PROVIDED TEXT
%%
Wednesday, 2 October 2013
The Loggorhea flows into the Tiber
UPDATE 1: The reliability of the reported words of the pope discussed in this post has been cast into doubt without being completely denied. See my comments on this here.
UPDATE 2: The interview of the pope referred to in this piece has now been removed from the pages of the Vatican website. What is extraordinary is that it was ever there in the first place.
I announced translation errors in the English version of Francis's latest interview this morning, but since then I have barely had a moment to myself, and I now see that others have picked up what the The Sensible Bond's Italian language department (aka Mrs Ches) noticed as soon as she looked at it. On reflection, the translation errors, while dissatisfying, were not too heinous. Unfortunately - for those who are so inclined - neither can they be cited as proof that Francis has been misunderstood (although the bit about Christ being 'incarnate in the souls of men' definitely set off some alarm bells). Anyway, he hasn't been misunderstood (such that his meaning is now clear). Things are as unclear as ever. The interview today confirmed everything that I have been wondering about over the last ten days, and brought other matters into sharper focus.
Don't worry, this won't be a long one. With three children aged 2-and-under to care for and a busy job to boot, I've been burning the midnight oil a bit too much since last Friday. On the other hand, if any one of the 10,000 visitors I have had since last week wants to pay me to do this twice a week, I'm open to negotiations!
So, who would have thunk it? Another interview from Pope Francis. Another procession of apparently liberal-coded statements. And, again, another scramble in quarters far and wide to assure us that he didn't really mean what we fear he might have meant. It's like some ghastly groundhog day movie, isn't it? You just finish analysing and questioning the implications of one papal interview, and the very next day, damn it, there's another one in the press!
To be honest with you, I believe that when you sit down and compare the claims and assertions of these different interviews, the picture that emerges is one of chaotic, not to say incoherent, persiflage. For example,(he says in this latest interview ), if everyone followed what they thought was the Good, that in itself would make the world a better place... Do I actually need to explain the subjectivist fantasy that claim implies? Well, perhaps I do. When the Church says not to interfere with the conscience, she is not saying that the outcomes will be positive in the social order. A man must obey his conscience by natural law (unless he senses or knows it to be wrong) but how can it escape the pope that people do some wicked things for the sake of conscience? The fact that one chooses t do something conscionably does not provide some immunity against the outcome.
%%
[Records from a dataset]
%%
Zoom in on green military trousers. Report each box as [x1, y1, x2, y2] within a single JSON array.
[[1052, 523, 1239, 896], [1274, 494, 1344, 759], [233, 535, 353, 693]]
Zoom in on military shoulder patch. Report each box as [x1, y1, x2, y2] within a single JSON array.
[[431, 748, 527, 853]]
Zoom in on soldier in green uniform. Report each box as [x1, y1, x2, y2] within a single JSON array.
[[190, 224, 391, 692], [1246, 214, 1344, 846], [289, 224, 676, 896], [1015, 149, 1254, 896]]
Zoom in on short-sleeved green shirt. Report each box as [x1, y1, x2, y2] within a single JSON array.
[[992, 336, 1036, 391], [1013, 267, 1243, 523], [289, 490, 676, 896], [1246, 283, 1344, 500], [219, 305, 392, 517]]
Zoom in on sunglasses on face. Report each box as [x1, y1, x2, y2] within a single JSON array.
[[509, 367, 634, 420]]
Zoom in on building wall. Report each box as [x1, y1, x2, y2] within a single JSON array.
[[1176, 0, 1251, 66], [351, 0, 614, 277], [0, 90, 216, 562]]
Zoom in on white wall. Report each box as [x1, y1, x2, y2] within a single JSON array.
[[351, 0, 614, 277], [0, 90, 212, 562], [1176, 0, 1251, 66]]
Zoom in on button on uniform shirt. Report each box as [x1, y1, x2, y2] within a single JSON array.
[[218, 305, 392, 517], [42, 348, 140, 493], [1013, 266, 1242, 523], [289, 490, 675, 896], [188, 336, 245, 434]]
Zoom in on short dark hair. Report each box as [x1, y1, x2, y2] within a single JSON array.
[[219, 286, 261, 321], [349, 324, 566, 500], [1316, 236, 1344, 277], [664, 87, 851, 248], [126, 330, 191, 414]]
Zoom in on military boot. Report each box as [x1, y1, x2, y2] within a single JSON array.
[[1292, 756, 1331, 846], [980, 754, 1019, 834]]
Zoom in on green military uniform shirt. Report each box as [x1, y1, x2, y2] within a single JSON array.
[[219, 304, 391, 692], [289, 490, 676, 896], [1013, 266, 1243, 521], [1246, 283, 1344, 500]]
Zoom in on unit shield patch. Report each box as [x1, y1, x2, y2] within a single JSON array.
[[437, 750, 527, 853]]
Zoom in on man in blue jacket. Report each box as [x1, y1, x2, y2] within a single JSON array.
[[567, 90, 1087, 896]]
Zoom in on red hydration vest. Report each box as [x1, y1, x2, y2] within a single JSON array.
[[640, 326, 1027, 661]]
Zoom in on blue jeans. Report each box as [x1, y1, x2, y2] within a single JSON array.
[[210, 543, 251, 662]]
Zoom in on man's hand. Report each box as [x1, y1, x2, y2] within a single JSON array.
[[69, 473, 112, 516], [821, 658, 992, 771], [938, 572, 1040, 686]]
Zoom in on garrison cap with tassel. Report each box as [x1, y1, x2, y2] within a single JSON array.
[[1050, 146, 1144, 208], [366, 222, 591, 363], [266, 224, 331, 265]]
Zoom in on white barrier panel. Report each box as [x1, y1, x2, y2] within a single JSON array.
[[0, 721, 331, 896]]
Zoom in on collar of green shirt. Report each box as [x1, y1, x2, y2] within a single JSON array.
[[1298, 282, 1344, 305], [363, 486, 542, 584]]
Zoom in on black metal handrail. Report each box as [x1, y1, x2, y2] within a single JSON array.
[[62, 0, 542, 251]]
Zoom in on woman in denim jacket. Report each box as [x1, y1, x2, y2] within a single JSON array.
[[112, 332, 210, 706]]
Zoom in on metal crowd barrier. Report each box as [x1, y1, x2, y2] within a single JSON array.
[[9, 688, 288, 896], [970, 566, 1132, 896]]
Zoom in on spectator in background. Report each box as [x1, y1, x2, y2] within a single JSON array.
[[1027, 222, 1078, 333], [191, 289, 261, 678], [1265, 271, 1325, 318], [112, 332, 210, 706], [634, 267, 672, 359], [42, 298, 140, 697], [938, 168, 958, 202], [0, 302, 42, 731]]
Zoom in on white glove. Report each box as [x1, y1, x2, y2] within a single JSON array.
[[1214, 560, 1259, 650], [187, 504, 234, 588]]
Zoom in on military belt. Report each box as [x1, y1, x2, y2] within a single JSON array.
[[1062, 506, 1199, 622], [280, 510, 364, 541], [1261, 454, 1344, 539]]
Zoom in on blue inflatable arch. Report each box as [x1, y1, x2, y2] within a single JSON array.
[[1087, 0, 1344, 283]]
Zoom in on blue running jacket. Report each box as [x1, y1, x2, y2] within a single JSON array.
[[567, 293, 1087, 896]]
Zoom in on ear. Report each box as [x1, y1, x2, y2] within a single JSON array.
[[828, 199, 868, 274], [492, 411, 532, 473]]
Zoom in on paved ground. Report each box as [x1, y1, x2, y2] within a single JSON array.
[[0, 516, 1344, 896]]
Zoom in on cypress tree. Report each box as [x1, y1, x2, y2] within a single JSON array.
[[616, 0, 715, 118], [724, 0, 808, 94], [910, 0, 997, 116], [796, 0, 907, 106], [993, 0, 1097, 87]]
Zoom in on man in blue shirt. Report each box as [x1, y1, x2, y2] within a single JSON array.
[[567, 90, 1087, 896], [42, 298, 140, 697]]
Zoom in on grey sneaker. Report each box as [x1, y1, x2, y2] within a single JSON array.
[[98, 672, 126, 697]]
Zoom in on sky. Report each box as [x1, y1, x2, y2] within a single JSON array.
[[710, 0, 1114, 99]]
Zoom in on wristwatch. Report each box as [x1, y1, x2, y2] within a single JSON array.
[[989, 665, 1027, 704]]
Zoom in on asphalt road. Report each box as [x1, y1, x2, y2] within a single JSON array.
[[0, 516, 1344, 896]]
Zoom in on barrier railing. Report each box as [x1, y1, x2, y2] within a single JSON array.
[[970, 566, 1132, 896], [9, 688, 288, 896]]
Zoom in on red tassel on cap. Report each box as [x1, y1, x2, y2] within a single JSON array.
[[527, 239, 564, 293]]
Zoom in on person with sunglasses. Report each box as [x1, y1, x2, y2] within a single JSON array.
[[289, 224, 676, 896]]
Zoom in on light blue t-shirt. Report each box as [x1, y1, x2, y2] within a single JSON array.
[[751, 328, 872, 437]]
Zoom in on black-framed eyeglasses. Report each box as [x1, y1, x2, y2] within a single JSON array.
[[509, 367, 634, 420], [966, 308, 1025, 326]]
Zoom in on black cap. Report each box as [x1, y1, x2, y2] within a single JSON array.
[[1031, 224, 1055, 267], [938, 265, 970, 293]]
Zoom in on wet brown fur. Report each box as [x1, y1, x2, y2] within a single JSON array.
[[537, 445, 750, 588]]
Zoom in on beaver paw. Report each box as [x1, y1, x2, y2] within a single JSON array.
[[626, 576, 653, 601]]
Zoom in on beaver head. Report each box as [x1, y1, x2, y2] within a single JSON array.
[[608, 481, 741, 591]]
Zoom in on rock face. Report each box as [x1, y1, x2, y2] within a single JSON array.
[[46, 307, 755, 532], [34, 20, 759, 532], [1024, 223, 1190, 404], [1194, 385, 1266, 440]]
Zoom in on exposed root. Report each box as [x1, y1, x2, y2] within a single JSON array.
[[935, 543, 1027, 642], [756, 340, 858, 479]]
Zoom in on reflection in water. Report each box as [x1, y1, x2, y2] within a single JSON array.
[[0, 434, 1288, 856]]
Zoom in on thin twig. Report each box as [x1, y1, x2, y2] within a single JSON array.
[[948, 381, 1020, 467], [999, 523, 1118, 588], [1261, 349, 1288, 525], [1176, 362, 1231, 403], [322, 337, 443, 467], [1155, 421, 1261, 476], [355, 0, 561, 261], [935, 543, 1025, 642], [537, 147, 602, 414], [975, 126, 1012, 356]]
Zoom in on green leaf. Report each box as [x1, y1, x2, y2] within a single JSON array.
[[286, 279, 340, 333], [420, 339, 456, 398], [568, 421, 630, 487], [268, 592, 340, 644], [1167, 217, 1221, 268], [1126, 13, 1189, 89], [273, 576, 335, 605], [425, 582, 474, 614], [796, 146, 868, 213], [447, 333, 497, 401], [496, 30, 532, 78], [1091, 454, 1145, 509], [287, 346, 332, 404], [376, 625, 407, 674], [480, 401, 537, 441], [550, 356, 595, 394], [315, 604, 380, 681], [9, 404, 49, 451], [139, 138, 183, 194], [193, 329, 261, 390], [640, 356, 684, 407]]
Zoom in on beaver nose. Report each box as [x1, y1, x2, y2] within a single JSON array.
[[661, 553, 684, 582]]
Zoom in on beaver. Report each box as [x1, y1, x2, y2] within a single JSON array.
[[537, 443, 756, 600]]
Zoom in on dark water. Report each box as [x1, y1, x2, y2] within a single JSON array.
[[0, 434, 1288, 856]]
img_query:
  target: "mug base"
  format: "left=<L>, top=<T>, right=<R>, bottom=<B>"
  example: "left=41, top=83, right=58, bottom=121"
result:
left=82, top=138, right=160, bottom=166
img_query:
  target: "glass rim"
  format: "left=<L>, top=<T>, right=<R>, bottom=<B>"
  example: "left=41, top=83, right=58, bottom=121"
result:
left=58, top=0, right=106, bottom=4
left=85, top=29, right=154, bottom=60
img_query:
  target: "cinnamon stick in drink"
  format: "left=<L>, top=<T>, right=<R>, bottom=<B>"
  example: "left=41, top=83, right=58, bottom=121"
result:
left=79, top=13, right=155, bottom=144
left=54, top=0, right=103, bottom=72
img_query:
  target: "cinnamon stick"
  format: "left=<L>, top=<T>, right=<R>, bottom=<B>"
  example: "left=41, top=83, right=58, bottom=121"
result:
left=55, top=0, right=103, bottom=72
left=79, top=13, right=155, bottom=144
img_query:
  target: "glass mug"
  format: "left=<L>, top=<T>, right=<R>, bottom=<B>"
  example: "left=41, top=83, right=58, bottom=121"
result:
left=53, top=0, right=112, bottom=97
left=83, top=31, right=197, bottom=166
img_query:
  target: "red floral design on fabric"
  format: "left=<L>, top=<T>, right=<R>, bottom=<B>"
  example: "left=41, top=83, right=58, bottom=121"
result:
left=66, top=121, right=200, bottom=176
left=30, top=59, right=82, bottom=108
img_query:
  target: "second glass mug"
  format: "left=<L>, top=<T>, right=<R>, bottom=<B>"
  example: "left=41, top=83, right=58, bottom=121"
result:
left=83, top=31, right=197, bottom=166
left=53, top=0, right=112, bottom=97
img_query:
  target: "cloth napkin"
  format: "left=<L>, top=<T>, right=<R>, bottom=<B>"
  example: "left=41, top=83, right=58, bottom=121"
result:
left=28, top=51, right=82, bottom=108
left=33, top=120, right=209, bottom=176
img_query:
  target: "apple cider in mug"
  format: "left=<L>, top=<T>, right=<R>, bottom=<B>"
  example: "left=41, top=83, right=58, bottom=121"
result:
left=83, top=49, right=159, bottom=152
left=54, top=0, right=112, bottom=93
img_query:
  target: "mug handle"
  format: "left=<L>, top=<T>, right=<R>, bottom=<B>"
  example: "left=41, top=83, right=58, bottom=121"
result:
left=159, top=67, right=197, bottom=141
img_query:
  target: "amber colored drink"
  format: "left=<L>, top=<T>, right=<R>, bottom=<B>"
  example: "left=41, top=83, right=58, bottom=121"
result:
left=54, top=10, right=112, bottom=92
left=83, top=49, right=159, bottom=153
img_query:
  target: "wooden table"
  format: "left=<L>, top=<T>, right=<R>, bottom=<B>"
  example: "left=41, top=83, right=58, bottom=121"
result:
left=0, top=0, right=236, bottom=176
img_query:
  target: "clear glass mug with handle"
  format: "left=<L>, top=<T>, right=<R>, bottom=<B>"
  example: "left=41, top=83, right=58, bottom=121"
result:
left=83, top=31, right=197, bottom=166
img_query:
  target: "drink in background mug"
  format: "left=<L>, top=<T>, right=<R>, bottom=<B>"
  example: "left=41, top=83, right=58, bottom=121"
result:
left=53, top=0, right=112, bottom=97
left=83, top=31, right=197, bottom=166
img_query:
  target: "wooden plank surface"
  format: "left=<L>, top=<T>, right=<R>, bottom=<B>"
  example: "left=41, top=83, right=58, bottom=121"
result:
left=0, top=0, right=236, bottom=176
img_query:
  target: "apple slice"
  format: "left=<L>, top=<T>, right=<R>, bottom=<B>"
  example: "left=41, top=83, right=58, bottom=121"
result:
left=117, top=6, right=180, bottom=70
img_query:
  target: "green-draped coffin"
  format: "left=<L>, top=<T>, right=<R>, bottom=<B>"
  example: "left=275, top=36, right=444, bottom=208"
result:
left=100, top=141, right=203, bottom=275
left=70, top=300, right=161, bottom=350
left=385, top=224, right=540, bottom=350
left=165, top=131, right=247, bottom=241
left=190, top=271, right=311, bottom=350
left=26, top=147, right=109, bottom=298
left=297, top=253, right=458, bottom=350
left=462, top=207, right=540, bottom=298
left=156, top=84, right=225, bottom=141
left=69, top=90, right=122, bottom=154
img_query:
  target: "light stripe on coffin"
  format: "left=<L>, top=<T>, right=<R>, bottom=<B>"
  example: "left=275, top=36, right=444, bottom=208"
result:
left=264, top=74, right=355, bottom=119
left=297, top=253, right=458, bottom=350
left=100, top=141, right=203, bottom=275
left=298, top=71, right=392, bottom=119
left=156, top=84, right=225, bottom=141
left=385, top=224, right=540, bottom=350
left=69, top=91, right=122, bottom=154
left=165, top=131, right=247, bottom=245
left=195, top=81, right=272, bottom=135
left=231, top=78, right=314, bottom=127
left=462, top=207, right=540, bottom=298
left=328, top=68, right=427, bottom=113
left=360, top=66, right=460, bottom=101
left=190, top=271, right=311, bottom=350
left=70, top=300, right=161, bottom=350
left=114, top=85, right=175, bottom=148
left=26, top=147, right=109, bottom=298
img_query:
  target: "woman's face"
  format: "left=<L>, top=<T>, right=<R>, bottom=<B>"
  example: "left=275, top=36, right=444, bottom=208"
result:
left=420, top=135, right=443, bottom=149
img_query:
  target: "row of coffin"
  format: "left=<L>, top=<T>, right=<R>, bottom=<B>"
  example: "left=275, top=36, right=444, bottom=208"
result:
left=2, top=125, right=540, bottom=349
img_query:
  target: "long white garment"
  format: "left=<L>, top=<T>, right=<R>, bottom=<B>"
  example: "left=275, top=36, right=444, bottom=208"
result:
%%
TASKS TO PERFORM
1 - List every sentence in the blog post about the pope's interview that ends with a question mark.
2 - What does the second update in the blog post about the pope's interview say has happened to the interview?

FULL SOLUTIONS
1 -
- So, who would have thunk it?
- It's like some ghastly groundhog day movie, isn't it?
- Do I actually need to explain the subjectivist fantasy that claim implies?
- A man must obey his conscience by natural law (unless he senses or knows it to be wrong) but how can it escape the pope that people do some wicked things for the sake of conscience?

2 - It has been removed from the pages of the Vatican website.